╭─ Data rows

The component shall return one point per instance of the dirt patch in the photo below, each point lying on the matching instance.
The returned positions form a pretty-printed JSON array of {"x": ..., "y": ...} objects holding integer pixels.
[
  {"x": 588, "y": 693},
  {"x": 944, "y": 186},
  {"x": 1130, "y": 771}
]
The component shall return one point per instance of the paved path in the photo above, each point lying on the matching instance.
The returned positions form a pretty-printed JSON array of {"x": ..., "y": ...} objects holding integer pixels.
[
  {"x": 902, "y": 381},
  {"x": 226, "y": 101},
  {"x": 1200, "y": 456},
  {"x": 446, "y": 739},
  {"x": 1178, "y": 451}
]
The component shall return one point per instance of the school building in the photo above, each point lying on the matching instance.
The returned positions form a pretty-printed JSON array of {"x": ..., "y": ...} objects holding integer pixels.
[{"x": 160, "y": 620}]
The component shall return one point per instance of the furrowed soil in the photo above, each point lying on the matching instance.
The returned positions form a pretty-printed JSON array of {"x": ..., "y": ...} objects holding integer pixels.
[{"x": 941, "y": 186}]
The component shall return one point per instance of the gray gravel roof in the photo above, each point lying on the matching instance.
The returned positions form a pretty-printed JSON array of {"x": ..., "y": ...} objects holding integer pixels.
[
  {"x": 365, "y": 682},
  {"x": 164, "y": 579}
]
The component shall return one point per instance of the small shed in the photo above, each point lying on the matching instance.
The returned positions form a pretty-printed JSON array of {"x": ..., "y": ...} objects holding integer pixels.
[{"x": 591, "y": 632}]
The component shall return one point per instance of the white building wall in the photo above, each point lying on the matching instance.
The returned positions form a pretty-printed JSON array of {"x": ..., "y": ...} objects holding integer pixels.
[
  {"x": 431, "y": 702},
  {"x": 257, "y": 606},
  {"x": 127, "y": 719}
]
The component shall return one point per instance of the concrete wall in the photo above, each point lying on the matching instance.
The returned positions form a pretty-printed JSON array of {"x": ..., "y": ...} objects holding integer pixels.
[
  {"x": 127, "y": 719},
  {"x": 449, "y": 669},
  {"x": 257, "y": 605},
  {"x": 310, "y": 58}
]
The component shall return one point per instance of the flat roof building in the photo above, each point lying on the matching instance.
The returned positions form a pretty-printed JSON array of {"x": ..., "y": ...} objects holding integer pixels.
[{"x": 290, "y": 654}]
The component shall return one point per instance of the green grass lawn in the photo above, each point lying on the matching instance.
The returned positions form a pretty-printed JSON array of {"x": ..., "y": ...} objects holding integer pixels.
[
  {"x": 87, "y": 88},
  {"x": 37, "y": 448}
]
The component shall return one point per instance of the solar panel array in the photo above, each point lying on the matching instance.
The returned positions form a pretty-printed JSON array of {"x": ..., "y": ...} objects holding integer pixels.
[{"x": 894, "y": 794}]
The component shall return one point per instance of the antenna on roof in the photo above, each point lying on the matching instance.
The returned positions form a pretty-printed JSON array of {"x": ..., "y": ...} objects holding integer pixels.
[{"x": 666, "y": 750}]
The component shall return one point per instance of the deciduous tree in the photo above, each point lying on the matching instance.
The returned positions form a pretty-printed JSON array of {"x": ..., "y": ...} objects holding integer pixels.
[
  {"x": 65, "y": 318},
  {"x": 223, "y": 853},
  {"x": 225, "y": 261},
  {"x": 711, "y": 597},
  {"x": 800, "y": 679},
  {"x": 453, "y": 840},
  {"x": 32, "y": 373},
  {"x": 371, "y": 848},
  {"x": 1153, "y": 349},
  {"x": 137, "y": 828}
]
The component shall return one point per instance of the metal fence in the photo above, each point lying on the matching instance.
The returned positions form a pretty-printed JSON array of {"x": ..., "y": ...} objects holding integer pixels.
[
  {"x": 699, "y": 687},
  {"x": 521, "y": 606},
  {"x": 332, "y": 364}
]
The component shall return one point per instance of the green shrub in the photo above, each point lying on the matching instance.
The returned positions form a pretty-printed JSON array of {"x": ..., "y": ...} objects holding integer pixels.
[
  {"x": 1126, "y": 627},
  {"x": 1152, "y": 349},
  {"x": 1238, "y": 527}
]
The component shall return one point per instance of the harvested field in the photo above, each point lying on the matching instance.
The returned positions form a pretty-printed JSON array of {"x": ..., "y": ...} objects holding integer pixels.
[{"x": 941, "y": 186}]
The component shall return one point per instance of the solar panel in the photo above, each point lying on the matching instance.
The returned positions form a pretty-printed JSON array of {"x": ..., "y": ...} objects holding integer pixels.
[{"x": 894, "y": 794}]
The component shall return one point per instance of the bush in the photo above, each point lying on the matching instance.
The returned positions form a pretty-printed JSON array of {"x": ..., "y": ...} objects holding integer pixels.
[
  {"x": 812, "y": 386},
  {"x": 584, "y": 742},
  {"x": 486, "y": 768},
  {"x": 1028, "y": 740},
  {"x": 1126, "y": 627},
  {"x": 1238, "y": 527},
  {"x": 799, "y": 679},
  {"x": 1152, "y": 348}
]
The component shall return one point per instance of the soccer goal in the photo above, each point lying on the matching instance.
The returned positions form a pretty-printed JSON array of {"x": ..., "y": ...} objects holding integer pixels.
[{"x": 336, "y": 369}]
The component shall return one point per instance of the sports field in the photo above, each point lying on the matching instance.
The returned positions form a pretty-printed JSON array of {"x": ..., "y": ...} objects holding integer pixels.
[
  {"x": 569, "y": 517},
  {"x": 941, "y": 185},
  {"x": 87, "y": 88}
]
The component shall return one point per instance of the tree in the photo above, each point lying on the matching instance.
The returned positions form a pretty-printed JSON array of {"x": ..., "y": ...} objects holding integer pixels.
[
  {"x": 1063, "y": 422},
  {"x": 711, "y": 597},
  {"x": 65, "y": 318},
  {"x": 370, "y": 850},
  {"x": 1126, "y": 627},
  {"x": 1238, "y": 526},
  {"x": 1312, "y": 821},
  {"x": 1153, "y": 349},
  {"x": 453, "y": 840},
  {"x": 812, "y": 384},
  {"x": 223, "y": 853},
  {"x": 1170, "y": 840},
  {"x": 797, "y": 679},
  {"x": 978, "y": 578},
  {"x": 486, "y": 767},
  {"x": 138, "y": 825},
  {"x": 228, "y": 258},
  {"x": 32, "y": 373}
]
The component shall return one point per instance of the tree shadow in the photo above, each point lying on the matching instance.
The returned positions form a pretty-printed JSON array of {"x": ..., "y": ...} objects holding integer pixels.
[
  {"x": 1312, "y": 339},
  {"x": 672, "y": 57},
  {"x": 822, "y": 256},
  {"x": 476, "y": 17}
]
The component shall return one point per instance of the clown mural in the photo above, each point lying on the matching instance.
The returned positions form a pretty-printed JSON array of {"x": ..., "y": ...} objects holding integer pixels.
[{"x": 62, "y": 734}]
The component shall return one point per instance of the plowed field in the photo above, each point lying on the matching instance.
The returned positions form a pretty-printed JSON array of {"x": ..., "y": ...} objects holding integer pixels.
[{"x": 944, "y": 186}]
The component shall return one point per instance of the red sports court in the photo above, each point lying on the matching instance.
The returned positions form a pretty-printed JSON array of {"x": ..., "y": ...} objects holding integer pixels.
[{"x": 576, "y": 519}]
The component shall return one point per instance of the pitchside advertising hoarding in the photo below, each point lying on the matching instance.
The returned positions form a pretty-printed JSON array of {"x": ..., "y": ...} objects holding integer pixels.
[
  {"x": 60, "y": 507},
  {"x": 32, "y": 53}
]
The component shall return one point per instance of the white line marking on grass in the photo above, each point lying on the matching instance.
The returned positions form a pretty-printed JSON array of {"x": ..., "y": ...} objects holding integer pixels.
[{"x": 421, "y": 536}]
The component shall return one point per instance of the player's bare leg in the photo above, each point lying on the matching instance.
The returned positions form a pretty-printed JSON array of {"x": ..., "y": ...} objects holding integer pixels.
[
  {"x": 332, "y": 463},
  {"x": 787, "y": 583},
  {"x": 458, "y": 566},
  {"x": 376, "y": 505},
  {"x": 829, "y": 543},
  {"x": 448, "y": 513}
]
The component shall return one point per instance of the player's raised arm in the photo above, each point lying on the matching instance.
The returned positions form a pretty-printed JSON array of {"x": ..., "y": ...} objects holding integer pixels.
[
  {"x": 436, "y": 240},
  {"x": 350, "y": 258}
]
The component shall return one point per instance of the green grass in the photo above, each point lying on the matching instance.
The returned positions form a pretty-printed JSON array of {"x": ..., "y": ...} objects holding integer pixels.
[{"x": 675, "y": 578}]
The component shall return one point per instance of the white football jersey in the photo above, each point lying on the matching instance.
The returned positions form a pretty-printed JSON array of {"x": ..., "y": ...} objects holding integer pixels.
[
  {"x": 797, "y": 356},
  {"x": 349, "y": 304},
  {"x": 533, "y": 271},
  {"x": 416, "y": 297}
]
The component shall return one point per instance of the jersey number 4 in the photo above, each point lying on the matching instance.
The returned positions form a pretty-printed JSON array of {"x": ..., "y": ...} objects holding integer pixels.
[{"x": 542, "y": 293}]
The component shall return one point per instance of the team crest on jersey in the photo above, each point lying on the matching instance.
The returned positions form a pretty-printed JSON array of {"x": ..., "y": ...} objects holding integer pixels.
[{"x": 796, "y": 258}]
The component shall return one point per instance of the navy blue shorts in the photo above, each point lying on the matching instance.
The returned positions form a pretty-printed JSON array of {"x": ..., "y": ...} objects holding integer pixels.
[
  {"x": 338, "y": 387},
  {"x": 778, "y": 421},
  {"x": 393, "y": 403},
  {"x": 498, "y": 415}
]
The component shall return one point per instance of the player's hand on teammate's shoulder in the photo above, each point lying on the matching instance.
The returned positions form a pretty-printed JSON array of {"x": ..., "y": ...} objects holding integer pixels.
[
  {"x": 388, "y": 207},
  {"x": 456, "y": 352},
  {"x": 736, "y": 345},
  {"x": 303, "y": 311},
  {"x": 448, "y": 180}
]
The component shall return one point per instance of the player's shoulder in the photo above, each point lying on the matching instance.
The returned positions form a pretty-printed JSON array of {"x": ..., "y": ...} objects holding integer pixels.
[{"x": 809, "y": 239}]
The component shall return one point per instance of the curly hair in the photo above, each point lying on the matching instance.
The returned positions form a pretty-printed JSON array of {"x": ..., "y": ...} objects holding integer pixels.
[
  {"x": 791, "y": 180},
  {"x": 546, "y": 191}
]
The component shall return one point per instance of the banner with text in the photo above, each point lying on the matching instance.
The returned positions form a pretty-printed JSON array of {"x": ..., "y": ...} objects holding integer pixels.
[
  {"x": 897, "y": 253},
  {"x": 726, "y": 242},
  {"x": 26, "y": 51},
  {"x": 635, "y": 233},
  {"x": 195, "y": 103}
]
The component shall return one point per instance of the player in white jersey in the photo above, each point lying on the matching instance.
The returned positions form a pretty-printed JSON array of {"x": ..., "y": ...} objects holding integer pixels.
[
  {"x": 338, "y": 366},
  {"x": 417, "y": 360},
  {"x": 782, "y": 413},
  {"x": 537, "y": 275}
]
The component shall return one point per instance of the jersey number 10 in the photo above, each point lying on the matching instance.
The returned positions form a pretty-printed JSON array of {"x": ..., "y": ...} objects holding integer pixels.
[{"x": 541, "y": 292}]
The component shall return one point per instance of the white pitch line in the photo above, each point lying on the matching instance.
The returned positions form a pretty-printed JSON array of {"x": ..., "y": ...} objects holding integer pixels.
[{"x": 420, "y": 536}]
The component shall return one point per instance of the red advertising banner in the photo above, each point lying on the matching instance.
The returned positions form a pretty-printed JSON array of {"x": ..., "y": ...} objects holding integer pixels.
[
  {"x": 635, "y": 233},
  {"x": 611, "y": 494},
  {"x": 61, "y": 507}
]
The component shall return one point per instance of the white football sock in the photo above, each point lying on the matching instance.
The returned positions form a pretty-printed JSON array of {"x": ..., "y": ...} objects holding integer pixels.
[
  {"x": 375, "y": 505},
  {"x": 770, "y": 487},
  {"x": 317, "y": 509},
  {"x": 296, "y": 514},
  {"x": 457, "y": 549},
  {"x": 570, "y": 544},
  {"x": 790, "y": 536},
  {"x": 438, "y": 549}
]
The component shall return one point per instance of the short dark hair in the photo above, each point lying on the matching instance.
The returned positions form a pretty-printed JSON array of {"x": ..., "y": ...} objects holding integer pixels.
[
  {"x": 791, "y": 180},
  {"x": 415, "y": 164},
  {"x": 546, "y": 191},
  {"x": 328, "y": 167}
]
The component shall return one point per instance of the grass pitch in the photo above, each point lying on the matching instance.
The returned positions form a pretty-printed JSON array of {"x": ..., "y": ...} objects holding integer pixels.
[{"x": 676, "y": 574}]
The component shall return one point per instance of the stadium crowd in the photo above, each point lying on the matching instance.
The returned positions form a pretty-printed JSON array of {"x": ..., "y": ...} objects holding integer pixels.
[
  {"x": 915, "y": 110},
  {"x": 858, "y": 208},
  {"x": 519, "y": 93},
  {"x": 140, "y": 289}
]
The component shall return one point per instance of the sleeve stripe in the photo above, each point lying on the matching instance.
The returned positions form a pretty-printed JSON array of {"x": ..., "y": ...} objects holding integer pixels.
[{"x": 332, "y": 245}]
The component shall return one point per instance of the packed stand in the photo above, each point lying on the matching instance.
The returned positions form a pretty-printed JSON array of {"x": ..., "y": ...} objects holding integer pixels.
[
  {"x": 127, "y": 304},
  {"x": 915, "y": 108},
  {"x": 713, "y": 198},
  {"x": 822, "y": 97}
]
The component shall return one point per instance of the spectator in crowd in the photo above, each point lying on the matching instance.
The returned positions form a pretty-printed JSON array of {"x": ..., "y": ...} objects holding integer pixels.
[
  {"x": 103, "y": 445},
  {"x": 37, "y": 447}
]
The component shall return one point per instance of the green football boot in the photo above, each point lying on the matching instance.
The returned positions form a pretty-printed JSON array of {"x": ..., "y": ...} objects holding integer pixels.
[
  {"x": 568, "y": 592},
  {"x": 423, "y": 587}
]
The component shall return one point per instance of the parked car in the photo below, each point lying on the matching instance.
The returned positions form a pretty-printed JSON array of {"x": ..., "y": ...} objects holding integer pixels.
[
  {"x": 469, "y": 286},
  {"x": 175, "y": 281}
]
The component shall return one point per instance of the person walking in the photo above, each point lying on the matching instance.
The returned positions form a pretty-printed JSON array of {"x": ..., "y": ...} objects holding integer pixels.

╰─

→ What the task requires: Retype nothing except the lines from the line holding "of the spectator" through the last line of the entries, both included.

→ Completed exercise:
The component shall return one point per instance of the spectator in crowd in the photo above, each point lying on the matching instance.
The returned positions form a pretty-printed JSON array of {"x": ..., "y": ...} objects holding integer pixels.
[
  {"x": 103, "y": 445},
  {"x": 37, "y": 447}
]
The component shall return one point per instance of the green football boot in the photo above, each point lying on the matching instance.
The returned positions form a pretty-printed JSON array of {"x": ..., "y": ...} objects holding integer pixels.
[
  {"x": 568, "y": 592},
  {"x": 423, "y": 587}
]
The component shall return one point per instance of the parked car in the photo below, each point lying on the matching instance.
The returned positions form a pretty-printed JSON array of {"x": ..., "y": ...} objects holding integer pixels.
[
  {"x": 469, "y": 286},
  {"x": 175, "y": 281}
]
The component shall return one point per instance of the person walking in the photo above, each point lying on the matching instance.
The returned positions form a pretty-printed JSON array of {"x": ..., "y": ...} objects holding integer pixels.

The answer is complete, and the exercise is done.